**STATED TASK**
Quote every entry below verbatim, in the order given.

[Annotation data for object locations]

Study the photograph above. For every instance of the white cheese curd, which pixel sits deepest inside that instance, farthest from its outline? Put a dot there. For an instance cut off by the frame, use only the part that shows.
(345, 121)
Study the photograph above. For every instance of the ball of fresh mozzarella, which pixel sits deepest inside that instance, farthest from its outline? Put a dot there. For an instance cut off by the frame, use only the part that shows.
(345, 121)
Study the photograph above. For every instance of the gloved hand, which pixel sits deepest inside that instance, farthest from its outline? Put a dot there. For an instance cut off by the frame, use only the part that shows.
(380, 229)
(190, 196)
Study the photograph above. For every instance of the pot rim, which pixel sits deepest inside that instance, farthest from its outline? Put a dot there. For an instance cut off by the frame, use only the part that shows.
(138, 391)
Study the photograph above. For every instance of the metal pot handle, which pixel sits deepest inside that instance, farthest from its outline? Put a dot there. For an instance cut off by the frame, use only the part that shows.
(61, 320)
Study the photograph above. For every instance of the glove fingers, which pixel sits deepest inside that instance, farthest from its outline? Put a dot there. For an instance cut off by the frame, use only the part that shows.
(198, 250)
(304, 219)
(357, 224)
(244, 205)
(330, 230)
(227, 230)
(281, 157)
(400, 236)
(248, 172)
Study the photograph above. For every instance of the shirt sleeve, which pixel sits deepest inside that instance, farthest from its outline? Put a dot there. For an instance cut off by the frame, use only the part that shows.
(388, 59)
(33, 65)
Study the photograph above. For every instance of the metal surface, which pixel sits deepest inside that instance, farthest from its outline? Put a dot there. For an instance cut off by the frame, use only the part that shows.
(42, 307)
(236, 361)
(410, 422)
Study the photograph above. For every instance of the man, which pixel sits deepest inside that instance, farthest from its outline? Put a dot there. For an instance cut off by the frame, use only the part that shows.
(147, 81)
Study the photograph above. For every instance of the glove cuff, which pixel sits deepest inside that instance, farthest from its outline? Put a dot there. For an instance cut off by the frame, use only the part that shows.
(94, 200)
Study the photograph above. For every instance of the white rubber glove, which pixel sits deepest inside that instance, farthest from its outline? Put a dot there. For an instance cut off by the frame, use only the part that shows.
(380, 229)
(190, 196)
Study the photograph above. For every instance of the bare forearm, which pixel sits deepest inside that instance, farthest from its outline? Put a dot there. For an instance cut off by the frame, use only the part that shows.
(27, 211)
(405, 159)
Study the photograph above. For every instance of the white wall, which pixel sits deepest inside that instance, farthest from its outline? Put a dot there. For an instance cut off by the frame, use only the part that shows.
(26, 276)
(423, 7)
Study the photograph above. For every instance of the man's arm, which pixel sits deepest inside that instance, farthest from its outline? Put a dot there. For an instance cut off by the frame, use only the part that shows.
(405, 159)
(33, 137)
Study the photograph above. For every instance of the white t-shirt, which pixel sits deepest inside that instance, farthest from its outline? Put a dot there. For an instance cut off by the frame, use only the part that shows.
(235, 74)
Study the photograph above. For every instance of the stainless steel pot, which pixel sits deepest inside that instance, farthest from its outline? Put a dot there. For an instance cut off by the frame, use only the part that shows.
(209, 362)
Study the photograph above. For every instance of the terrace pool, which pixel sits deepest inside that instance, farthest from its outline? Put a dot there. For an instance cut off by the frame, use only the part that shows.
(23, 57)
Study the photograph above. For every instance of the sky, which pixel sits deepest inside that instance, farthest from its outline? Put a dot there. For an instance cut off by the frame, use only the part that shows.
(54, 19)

**EXPECTED OUTPUT**
Study the photograph above. For every instance of the white cheese curd, which pixel sits deepest inside that instance, farthest from its outline? Put a dot there. For an instance cut off by the frame, use only the part that shows.
(345, 121)
Study the photograph above. For every instance of the ball of fresh mozzarella, which pixel sits deepest inside that instance, farthest from its outline? Put a dot there. For an instance cut off by the frame, use only the part that shows.
(345, 121)
Study the photograph above. For every instance of the gloved hand, which pixel sits deepest inside that instance, farthest from its outline? Put a dot there. For an instance cut off by the frame, use only the part that shows.
(380, 229)
(190, 196)
Study the photograph above. For every instance of the pot rim, which pixel sits deepest inside that instance, farthest from its outline? Put a dot there. For an instance cut off by the frame, use only the part that shows.
(138, 391)
Study the photograph above. For every instance of the metal pot handle, which pixel sits deepest inside that instance, farthest from its outline? Put a dot there. For an instance cut off by the frame, use only the part that shows.
(61, 320)
Study the photograph above. For every instance of the glove fingers, which pixel sits deepest inside that instance, farthest from its outline? Put a dot there. For an instance cut off by the frame, use only the part that shows.
(198, 250)
(304, 219)
(357, 224)
(244, 205)
(330, 230)
(227, 230)
(281, 157)
(400, 236)
(248, 172)
Study the photograph above. For every instance of the shirt sleeve, which pixel sits deepest inside that instance, farthest from its outline? Put a dot there. For an instance cut off by the frame, use only the part that shows.
(388, 59)
(33, 65)
Study the photograph above. For every instance of the metal surface, which pixel sits deepest inside that instance, farthest from its outline? Put a dot there. For an instance cut off by the frame, use only the part that shows.
(42, 307)
(236, 361)
(410, 422)
Study the photograph above. For every instance of the man, which pixel sits deepest inside that instance, farthest from its outline? Put a dot there. For an instance cut off by the frame, use only the part that shows.
(147, 81)
Study the photograph above. For every instance of the glove cuff, which pixel sits deepest inside that instance, farthest from its outline? Put a dot there. For an instance cut off by the frame, use only the part that shows.
(94, 200)
Study the photograph above. For every instance of the white rubber glove, which pixel sits deepest inside that instance, farthest from its outline? Put a dot there. For an instance cut off by the frame, use only the part that shows.
(380, 229)
(190, 196)
Study the photograph above. For every instance of the bare forearm, which pixel sits deepest inside that instance, farthest from its outline? Put a dot there. For an instance cut off by the frame, use only the part that shows.
(27, 211)
(405, 159)
Study the photograph above. For every instance of the white wall, which pixel sits deepest inside that instance, farthest from its outline? Put a dot there. For an instance cut off by the frame, use only the part that shows.
(26, 276)
(423, 7)
Study the photograph above. For every instance of the man's arm, which pixel sits deepest inside that instance, farthest from its outline? Put a dot there. For an instance cut off by the frame, use only the part that shows.
(405, 159)
(33, 137)
Study the photograph above. For every instance of the white t-shirt, which pixel sits deepest inside that instance, farthest from its outline? Put a dot there. For an instance cut off by the frame, use only the part that shows.
(235, 74)
Study the photograph above. For every instance of the stainless steel pot, which pixel sits deepest inside that instance, farthest from its outline? Put a dot there. For an instance cut off by the frame, use only the part that shows.
(209, 362)
Study the photograph above. For every instance of the terrace pool, which pixel sits deepest inside that instance, farthest from its outline? Put a dot there. For an instance cut off by the frame, use only the part that shows.
(23, 57)
Study the photograph above. For every instance of the sky, which pixel sits deepest inside that instance, farthest from its outline? Put a dot there. For an instance cut off by the frame, use only the part that shows.
(54, 19)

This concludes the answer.